### [The exercise]
Copy nothing but the lines running from the one containing "locate the doorway in the photo above" through the end of the listing below. Drop the pictures.
--- Begin ---
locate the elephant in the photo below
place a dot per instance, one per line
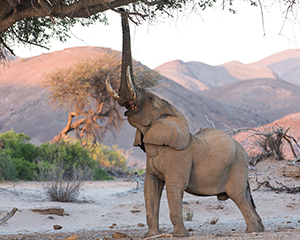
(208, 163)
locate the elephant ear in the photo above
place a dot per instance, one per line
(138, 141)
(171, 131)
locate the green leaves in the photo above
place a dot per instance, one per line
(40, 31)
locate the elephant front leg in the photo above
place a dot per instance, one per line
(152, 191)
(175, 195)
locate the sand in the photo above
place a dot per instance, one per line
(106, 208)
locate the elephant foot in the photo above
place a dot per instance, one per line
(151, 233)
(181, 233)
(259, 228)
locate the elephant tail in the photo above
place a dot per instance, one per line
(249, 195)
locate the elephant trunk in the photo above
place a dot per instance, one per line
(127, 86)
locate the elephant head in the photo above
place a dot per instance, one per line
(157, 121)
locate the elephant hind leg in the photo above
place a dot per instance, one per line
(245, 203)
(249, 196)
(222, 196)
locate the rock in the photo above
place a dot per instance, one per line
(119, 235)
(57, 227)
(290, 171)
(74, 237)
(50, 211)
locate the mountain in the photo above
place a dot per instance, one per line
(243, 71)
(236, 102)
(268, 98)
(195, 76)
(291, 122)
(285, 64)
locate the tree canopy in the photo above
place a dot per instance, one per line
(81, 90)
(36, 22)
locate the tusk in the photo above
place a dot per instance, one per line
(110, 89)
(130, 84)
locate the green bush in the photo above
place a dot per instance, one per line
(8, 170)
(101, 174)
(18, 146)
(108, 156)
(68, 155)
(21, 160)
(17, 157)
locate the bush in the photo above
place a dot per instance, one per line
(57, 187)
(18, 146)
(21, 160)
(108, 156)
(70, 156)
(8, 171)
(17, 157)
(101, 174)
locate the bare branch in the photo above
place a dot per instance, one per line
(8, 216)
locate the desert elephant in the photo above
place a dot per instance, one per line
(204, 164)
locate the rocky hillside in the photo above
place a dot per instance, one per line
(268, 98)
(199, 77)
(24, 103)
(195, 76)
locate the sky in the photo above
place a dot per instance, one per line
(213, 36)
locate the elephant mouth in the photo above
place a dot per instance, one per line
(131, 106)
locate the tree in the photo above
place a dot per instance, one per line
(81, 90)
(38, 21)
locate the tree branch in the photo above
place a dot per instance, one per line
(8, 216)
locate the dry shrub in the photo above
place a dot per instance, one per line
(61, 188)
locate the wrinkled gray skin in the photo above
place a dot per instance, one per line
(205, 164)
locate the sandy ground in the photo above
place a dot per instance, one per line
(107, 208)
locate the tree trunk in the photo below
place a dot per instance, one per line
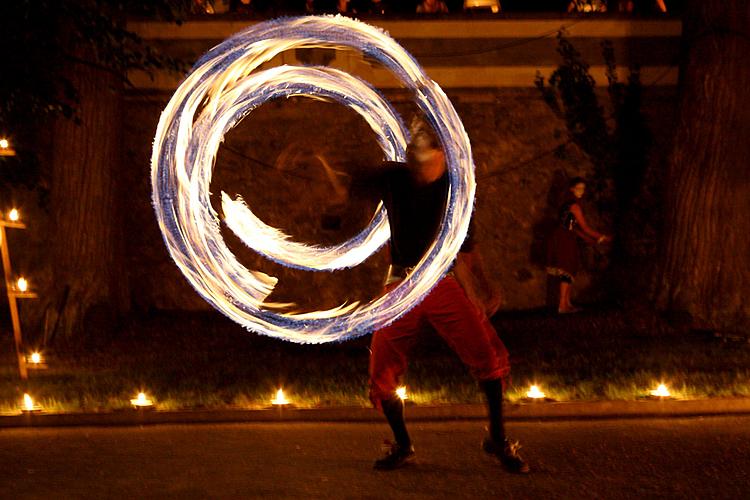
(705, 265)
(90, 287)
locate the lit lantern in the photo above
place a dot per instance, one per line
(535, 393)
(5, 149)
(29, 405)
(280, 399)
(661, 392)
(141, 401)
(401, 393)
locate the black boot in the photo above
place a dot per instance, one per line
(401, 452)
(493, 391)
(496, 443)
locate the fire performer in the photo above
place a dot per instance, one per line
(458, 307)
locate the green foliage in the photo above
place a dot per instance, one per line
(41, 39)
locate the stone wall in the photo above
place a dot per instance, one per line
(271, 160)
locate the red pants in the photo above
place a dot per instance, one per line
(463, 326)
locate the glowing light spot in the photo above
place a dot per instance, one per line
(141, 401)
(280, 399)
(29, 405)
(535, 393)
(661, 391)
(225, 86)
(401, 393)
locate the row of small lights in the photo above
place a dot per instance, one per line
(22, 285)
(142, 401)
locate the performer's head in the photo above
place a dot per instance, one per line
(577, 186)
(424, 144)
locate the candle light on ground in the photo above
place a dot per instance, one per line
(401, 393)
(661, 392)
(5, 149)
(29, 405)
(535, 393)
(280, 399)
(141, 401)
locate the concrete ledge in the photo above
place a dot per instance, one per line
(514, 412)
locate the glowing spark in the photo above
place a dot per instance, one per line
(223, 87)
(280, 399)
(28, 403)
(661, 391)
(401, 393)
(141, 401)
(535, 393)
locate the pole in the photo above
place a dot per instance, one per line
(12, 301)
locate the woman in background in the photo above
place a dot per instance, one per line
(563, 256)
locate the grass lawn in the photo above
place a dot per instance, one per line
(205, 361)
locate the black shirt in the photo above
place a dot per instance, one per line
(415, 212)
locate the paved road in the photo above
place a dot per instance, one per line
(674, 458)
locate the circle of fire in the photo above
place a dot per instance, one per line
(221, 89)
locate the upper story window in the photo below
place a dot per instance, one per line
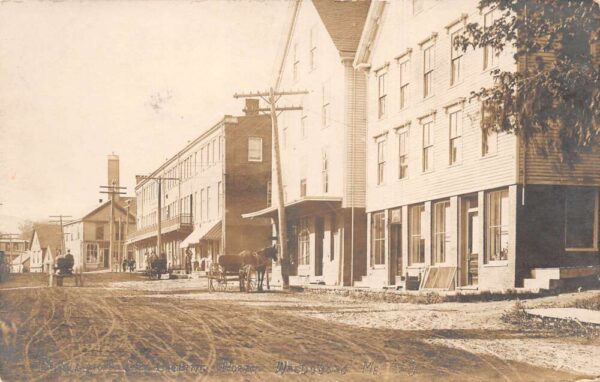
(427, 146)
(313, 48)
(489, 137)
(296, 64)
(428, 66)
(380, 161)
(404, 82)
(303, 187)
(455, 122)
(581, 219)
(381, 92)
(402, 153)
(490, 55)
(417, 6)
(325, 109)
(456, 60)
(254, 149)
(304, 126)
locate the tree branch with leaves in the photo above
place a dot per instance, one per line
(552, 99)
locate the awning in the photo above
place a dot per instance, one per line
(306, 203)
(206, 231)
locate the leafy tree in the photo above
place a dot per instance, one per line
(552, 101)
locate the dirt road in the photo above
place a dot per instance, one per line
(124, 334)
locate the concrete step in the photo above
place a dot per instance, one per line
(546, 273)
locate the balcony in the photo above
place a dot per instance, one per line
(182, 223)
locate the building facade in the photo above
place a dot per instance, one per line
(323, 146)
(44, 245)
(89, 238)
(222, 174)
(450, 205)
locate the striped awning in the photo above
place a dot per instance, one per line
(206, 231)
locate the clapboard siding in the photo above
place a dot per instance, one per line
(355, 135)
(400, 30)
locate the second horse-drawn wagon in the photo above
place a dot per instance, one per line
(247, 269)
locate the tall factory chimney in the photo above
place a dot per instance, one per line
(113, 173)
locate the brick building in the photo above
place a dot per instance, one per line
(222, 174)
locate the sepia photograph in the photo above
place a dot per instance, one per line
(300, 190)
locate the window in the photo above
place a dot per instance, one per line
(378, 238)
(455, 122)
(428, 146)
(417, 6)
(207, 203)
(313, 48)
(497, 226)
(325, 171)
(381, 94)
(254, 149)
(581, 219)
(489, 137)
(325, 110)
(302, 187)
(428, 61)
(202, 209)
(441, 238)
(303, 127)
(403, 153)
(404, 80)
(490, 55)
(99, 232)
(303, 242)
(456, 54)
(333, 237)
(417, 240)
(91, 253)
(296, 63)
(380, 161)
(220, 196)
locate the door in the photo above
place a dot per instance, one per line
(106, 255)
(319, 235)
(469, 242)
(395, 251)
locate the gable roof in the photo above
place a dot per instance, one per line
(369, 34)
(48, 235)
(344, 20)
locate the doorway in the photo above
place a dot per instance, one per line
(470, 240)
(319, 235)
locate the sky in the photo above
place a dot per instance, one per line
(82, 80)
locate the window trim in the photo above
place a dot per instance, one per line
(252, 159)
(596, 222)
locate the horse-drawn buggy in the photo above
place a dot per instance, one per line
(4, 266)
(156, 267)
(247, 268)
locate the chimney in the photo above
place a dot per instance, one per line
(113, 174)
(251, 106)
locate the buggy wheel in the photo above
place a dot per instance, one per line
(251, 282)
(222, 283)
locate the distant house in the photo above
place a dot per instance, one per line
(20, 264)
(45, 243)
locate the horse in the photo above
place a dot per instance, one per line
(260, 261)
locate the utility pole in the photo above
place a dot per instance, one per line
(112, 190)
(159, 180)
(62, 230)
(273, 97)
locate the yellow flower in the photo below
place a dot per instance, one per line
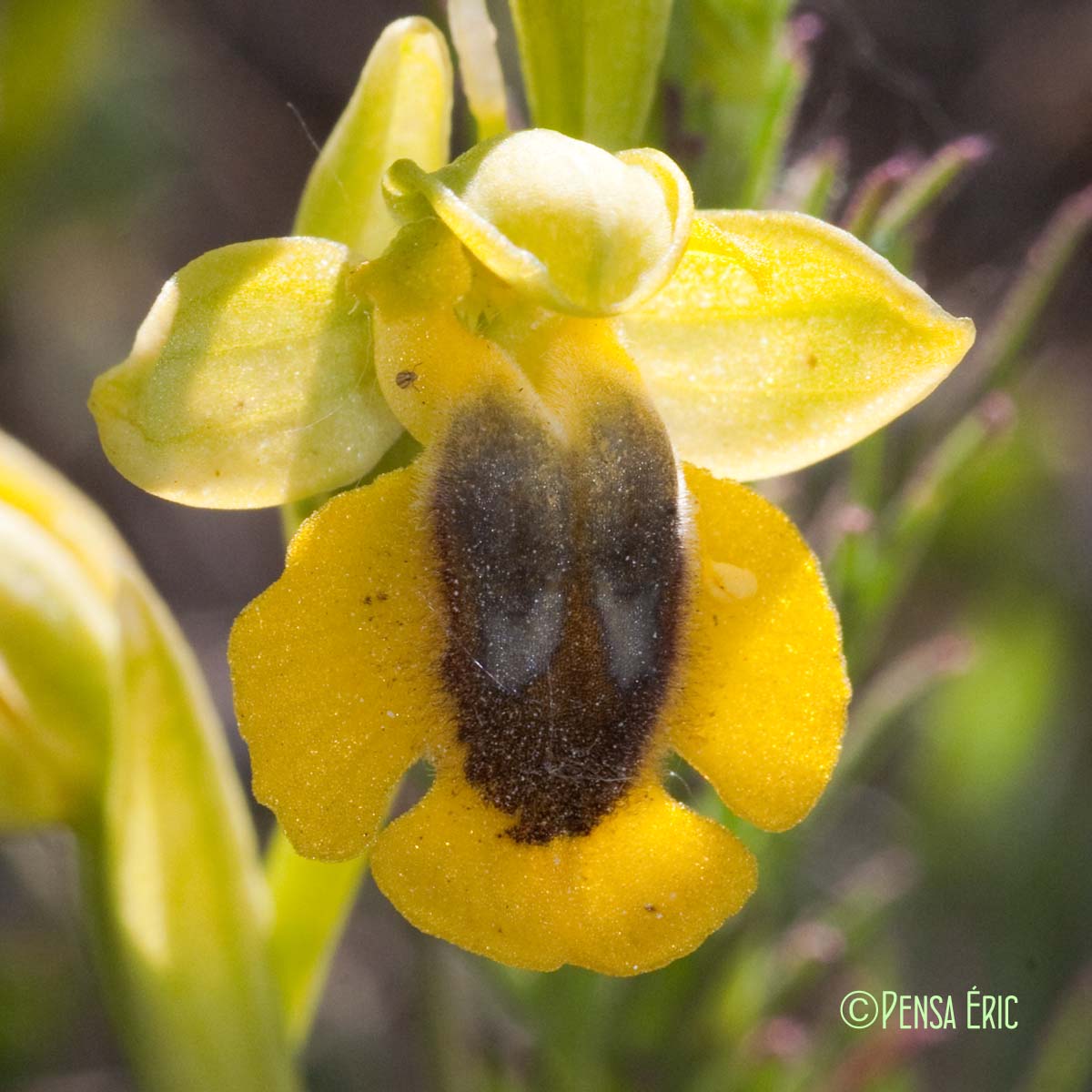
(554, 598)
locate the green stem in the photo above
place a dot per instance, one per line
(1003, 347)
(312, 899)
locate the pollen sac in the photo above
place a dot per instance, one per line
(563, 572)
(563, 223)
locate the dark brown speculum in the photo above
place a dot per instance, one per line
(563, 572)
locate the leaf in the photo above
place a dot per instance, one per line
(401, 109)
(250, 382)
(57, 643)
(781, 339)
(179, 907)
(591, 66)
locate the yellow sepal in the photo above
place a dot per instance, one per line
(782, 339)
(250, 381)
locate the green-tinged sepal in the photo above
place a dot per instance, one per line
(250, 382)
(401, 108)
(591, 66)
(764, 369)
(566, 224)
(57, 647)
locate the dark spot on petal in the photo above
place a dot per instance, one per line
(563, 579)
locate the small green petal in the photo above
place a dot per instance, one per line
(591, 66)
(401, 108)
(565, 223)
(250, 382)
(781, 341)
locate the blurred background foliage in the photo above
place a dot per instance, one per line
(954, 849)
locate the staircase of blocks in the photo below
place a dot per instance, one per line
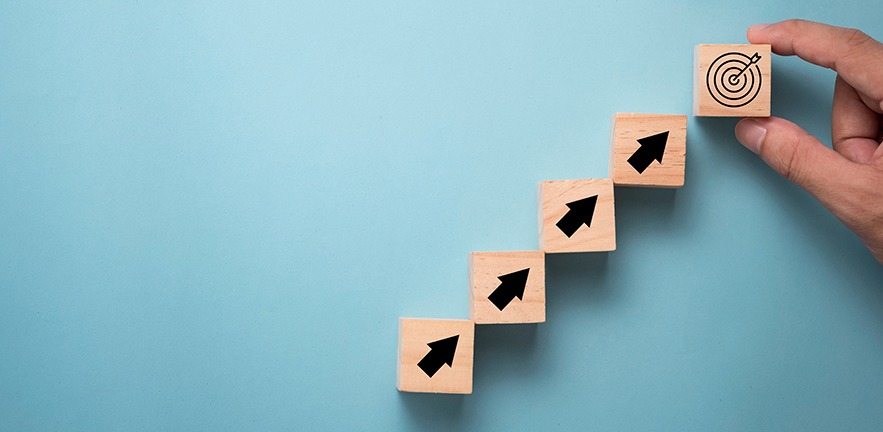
--- End ---
### [Task answer]
locate the doorway in the photo above
place a dot per instance, one per line
(470, 240)
(319, 235)
locate the sky in the photo above
place a dot per instance, one per line
(82, 80)
locate the window trim in the photo above
place a dot per instance, one per line
(252, 159)
(596, 222)
locate the horse-drawn buggy in the photo above
place a dot per instance, one per line
(4, 266)
(156, 267)
(247, 268)
locate the chimney in the photo above
place a dot per instance, one per line
(113, 174)
(251, 106)
locate the buggy wheel in the photo above
place a dot per instance, one per line
(251, 282)
(222, 283)
locate the distant house in the photo above
place a dot per instance, one per line
(20, 264)
(45, 243)
locate the horse in the photo above
place a dot per instance, one per line
(260, 261)
locate the utility pole in the photo above
place a dot per instance, one per line
(112, 190)
(159, 180)
(62, 230)
(273, 97)
locate the yellow flower in the photo below
place a dot per instance, one per line
(554, 598)
locate the green stem in the photo above
place a dot per instance, one per line
(1003, 347)
(312, 899)
locate the pollen sac in the photo above
place a dot per instance, one per line
(563, 572)
(563, 223)
locate the dark brown speculum in the photo above
place a dot per instance, one per line
(563, 572)
locate the leaf in the photo above
place a dot per instance, one per line
(401, 109)
(250, 382)
(57, 643)
(781, 339)
(179, 907)
(591, 66)
locate the yellow sepal in the photo above
place a dot per instance, one per line
(782, 339)
(250, 381)
locate the green-tinged sepal in the photo above
place a dot per instance, one per line
(250, 382)
(401, 108)
(591, 66)
(764, 369)
(566, 224)
(57, 647)
locate the dark spot on petal in the photo above
place a dot per instance, one per line
(563, 579)
locate the small green petal in the photo above
place a dot per instance, one per line
(591, 66)
(401, 108)
(565, 223)
(250, 382)
(781, 341)
locate the blurred background foliage in the photo above
place a dot per instance, one per line
(954, 849)
locate the staircase of blocks in the photo below
place a dot per instance, one per line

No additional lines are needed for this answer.